> TO DO:
- 1) In the amphetamine coding thread, which ADHD traits other than lack of focus does wagemanh4x list?
- 2) In the amphetamine coding thread, what did wagemanh4x switch to after feeling like hell on dexedrine for two weeks?

Ask HN: Do you use amphetamines to enhance your coding performance? - jdefr89
Personally I am prescribed VyVanse which a long acting amphetamine. I have Pure-O (a type of OCD) along with ADD which sometimes causes me to be in my own little world, a space cadet in class. When programming I generally don't need to take my amphetamines, only for boring mental work do I need it. However, it does help me a little bit more with my coding, I make less mistakes and my memory is a bit improved. How many of you use Amphetamines or other drugs for programming or other intellectual heavy tasks (math or something)?
======
wagemanh4x
Didn't you ask this same question a few days ago? I seem to recall that this
same query was previously displayed on HN.

I take amphetamines because it is part of the medication that has been
prescribed to me by a doctor for ADHD. I take my medication because it is nigh
impossible for me to do anything that I am not interested in for more than
five seconds. The unceasing flow of ideas and internal stimuli that I generate
by thinking can be rather bothersome as well. Life is difficult when you are
thinking of a solution to a problem, designing parts of software systems and
considering the best approach to dealing with someone you had a tiff with (and
more) all while you are supposed to be listening to your current boss, wife,
lover etc. Life becomes more difficult when you forget everything you are
supposed to be doing because you cannot pay attention long enough to finish
the three second task you meant to finish five seconds ago because you forgot
what that task was.

The beneficial effect of taking my medication is that I am better able to
write code that I am not interested in writing, give closer attention to
detail and generally operate like a human being without ADHD would operate.
There is more to ADHD than just lack of focus. Lack of focus and all of the
other things, lack of organization, forgetfulness, fidgeting, non-sequitur
outbursts in conversation, lack of follow through... All of those things are
why I take my medication and also the reason that I stopped listening to other
people telling me that I should stop taking meds.

I do not think anyone should take amphetamines for any other reason than a
real medical condition. I have no idea why they would want to. When I took
dexedrine for the first two weeks I felt like hell. I switched to an XR
dexedrine and I feel much better.

I know that adderall and dex are really popular with college kids to help them
study. I have had people ask me if I would give them my medication, I guess
they do not know or do not care that giving narcotic meds to people who do not
have a prescription is illegal...

To each their own I guess. If you want to take drugs to code that is your
deal. Why not just code without the meds if you can? I wish I could.

I guess I got a little ranty here. Sorry about that.

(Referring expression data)
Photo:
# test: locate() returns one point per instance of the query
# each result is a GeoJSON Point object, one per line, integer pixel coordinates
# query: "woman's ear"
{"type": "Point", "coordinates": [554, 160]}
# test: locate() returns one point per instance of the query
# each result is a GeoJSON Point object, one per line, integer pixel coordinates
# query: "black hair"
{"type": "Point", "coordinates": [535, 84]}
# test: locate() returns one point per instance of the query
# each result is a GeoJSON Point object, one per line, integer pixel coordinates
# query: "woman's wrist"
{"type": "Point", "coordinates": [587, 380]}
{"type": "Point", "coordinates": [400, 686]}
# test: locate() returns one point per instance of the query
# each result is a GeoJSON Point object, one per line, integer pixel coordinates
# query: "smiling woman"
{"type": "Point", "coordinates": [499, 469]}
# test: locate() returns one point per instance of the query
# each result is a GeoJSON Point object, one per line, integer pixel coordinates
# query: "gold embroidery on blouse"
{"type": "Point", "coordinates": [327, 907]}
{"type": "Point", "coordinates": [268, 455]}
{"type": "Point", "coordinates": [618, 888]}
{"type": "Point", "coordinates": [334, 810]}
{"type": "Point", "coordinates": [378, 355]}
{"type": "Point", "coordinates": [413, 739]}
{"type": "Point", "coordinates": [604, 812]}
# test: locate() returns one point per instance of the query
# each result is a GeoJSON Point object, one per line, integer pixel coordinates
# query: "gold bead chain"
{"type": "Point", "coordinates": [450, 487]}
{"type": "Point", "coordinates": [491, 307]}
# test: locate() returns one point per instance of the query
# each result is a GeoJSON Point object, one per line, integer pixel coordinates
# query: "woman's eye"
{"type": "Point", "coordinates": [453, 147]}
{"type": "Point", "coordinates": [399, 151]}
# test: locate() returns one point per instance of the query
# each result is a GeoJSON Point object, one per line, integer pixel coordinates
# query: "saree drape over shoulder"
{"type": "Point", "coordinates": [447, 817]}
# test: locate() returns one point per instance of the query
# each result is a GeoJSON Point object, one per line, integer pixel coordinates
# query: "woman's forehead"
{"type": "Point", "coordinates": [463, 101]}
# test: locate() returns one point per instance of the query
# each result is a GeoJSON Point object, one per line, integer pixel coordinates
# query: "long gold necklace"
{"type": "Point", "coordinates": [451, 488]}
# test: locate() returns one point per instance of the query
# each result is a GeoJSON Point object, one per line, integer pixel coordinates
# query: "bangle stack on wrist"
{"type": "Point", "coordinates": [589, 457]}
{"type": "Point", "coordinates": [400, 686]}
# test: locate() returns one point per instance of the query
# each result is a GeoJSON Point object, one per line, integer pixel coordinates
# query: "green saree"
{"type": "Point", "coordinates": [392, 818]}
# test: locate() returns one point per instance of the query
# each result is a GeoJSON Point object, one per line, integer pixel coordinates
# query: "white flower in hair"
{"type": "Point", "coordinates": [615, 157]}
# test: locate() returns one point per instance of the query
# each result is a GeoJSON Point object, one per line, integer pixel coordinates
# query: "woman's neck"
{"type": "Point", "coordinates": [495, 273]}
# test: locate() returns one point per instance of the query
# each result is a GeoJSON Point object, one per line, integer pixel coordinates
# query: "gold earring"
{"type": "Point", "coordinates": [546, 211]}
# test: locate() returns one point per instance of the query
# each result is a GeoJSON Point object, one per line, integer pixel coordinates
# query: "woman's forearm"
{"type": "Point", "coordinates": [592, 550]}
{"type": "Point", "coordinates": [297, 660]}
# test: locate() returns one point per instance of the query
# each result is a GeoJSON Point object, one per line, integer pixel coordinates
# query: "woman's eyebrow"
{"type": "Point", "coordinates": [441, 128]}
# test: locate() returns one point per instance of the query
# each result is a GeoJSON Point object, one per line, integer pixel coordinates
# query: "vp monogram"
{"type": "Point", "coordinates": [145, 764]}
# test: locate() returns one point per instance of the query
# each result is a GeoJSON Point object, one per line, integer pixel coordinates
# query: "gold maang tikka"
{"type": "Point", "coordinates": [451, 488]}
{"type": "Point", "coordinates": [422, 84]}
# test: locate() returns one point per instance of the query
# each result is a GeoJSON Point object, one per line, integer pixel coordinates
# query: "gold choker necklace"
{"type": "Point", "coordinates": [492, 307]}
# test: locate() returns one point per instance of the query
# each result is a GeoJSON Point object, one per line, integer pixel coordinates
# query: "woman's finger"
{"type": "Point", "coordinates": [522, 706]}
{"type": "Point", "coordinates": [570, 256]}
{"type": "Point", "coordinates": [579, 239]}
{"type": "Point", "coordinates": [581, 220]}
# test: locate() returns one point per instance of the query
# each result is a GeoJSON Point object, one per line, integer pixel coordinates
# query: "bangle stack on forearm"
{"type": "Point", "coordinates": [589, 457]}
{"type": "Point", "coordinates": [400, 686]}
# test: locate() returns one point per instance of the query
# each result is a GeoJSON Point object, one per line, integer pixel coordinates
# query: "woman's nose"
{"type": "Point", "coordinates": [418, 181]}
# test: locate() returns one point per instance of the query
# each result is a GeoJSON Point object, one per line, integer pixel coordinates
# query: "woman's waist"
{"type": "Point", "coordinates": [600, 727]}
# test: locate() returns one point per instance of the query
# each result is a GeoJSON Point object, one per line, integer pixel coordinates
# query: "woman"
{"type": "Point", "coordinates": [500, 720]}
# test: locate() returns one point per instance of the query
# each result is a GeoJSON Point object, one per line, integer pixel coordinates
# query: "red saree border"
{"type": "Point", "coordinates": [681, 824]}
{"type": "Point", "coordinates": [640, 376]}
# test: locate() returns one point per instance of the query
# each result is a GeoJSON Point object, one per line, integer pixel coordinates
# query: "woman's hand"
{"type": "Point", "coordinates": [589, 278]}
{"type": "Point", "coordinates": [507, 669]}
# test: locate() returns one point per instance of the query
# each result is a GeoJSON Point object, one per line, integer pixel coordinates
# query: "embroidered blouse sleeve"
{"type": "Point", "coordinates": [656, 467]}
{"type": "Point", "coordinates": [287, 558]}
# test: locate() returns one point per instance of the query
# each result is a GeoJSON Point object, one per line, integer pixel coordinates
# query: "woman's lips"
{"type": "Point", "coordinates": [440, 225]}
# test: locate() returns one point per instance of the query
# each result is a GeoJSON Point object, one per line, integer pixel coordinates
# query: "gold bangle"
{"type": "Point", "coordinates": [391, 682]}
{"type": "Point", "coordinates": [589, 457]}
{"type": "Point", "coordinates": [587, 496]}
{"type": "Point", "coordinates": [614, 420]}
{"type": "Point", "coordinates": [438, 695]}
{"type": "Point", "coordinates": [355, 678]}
==
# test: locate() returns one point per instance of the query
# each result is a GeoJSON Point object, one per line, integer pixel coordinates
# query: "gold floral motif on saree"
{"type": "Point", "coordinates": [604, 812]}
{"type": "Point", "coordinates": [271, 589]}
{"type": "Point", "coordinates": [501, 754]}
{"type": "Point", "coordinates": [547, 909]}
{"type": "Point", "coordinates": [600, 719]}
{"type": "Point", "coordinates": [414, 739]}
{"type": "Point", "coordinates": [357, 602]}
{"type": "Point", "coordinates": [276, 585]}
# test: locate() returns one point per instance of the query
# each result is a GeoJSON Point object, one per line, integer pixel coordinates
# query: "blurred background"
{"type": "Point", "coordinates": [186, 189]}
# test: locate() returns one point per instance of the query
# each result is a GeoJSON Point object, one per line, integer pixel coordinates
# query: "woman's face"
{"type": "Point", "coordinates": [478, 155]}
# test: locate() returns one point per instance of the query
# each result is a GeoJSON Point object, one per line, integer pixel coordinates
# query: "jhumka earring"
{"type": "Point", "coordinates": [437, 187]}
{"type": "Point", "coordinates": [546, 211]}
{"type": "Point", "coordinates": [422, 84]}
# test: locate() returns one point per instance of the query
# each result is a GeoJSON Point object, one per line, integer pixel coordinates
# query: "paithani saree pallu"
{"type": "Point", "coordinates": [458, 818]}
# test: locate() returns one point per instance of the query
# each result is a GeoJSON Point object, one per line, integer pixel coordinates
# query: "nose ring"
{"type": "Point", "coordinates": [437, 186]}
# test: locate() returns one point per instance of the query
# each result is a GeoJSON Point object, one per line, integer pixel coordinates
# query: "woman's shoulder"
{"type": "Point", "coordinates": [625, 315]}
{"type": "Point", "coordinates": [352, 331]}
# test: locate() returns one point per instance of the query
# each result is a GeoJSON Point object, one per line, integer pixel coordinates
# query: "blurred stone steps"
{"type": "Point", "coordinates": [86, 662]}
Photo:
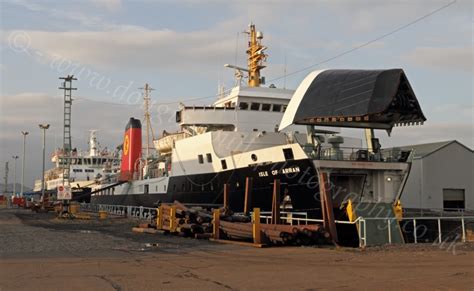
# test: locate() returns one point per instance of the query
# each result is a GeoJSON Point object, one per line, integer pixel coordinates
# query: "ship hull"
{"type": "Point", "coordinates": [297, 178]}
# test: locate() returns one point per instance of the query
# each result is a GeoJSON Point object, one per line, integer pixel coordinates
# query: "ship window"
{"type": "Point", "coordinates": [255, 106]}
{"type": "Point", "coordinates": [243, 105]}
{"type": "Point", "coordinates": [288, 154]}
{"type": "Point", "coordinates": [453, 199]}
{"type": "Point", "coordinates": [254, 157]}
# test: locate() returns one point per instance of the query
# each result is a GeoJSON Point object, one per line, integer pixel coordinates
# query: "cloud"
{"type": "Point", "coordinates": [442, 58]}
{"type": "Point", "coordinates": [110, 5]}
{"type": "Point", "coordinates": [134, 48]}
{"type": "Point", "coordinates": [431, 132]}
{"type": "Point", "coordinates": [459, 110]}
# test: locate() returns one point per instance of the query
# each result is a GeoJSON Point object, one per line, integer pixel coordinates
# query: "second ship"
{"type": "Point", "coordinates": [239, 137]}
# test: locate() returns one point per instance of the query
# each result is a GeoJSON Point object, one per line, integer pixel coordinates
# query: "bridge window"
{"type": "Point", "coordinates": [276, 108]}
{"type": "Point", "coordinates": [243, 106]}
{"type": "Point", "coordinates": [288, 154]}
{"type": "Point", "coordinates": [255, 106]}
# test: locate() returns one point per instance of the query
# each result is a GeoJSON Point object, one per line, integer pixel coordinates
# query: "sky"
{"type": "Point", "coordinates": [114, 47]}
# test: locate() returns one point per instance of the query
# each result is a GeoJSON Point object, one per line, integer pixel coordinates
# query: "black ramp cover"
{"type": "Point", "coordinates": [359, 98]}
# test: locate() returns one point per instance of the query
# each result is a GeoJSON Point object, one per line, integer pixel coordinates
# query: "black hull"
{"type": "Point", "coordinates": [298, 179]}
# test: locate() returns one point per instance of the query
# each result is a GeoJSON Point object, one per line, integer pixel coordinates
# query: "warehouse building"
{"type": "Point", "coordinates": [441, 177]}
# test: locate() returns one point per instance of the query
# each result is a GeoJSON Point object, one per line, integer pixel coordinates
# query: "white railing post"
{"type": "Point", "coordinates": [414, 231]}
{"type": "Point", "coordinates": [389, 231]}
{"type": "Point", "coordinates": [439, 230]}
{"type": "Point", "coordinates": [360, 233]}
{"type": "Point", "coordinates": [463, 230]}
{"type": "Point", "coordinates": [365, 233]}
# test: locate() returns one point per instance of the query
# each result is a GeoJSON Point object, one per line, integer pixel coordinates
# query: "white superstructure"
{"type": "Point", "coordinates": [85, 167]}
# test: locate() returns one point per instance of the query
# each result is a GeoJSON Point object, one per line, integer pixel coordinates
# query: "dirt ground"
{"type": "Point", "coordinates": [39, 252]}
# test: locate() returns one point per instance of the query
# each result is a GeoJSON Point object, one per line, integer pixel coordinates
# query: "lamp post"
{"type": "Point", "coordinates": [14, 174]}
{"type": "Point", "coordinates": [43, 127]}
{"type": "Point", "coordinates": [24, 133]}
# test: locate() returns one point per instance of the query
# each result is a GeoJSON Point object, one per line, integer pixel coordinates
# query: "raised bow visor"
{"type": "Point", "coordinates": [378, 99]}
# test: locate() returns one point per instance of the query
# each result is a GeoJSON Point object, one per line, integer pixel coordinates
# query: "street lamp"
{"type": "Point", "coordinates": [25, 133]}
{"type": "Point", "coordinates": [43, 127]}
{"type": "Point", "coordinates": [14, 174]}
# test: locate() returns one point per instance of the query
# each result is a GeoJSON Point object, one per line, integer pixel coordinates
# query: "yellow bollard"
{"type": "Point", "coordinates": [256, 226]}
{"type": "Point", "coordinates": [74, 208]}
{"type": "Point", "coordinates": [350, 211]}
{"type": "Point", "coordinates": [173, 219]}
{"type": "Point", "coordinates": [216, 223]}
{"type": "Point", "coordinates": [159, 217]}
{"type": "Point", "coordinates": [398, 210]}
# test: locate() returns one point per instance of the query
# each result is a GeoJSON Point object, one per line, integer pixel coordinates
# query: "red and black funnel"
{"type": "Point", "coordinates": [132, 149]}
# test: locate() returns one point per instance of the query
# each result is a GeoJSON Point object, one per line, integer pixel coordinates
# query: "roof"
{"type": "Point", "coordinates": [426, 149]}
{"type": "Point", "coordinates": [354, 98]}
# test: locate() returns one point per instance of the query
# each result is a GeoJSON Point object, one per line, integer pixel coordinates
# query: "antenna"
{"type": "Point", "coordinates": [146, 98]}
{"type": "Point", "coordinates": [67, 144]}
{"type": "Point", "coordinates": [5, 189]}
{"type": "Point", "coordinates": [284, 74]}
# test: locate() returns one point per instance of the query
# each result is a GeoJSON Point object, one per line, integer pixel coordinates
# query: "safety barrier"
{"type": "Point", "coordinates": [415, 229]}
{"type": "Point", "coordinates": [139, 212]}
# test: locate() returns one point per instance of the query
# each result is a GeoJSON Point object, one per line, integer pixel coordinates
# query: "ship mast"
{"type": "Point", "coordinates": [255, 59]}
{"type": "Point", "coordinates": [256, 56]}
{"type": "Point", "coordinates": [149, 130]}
...
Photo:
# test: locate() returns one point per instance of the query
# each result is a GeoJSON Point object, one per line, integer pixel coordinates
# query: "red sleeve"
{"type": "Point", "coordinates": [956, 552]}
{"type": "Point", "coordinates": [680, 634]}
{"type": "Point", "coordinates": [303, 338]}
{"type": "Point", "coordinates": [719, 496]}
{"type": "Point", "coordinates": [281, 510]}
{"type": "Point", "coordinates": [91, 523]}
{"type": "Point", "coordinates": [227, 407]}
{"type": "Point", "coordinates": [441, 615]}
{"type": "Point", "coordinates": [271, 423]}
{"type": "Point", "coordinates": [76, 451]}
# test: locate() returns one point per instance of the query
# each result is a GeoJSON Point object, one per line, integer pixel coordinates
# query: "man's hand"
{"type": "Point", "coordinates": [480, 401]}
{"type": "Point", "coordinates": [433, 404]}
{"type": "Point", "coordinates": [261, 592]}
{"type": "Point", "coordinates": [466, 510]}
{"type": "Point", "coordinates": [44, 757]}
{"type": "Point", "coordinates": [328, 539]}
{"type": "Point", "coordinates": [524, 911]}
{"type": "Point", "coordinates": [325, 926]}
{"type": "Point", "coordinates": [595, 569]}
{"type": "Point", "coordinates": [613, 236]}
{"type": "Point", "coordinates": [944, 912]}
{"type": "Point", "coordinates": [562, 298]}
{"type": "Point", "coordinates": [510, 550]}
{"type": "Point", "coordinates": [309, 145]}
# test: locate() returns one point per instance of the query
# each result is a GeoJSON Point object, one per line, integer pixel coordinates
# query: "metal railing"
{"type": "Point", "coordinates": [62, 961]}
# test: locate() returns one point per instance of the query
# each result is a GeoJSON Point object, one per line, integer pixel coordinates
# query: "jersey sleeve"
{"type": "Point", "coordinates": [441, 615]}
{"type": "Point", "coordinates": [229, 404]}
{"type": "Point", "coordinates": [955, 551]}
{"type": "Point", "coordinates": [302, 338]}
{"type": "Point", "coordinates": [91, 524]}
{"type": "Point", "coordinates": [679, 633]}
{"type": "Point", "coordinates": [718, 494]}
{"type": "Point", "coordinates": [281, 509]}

> RESPONSES:
- 1) lack of organization, forgetfulness, fidgeting, non-sequitur outbursts in conversation, lack of follow through

- 2) An XR dexedrine.